• **Problem requirements**:
Render every line of the rows below as a JSON list of strings, with one string per line and no blank lines.

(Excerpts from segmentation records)
____

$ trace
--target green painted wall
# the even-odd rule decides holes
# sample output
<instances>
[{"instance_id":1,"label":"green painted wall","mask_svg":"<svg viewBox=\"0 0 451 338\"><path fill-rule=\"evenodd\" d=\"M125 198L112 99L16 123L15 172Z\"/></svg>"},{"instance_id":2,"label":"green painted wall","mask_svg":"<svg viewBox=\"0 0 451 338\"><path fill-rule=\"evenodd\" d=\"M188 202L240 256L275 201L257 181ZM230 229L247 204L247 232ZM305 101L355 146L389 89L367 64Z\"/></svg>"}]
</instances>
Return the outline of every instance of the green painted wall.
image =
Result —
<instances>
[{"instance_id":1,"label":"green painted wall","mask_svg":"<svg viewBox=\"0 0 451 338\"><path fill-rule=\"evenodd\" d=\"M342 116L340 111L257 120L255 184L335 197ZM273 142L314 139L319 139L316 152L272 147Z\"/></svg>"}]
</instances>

____

• **Response for this exercise**:
[
  "$ trace",
  "--target green painted wall",
  "# the even-odd rule decides holes",
  "# sample output",
  "<instances>",
  "[{\"instance_id\":1,\"label\":\"green painted wall\",\"mask_svg\":\"<svg viewBox=\\\"0 0 451 338\\\"><path fill-rule=\\\"evenodd\\\" d=\\\"M125 198L112 99L16 123L15 172Z\\\"/></svg>\"},{\"instance_id\":2,\"label\":\"green painted wall\",\"mask_svg\":\"<svg viewBox=\\\"0 0 451 338\\\"><path fill-rule=\\\"evenodd\\\" d=\\\"M188 202L240 256L275 201L257 181ZM230 229L247 204L247 232ZM305 101L355 146L389 89L367 64Z\\\"/></svg>\"}]",
  "</instances>",
  "Return the outline of every instance of the green painted wall.",
  "image =",
  "Result —",
  "<instances>",
  "[{\"instance_id\":1,\"label\":\"green painted wall\",\"mask_svg\":\"<svg viewBox=\\\"0 0 451 338\\\"><path fill-rule=\\\"evenodd\\\" d=\\\"M342 116L340 111L257 120L255 184L335 197ZM273 142L314 139L319 139L316 152L272 147Z\\\"/></svg>\"}]",
  "</instances>"
]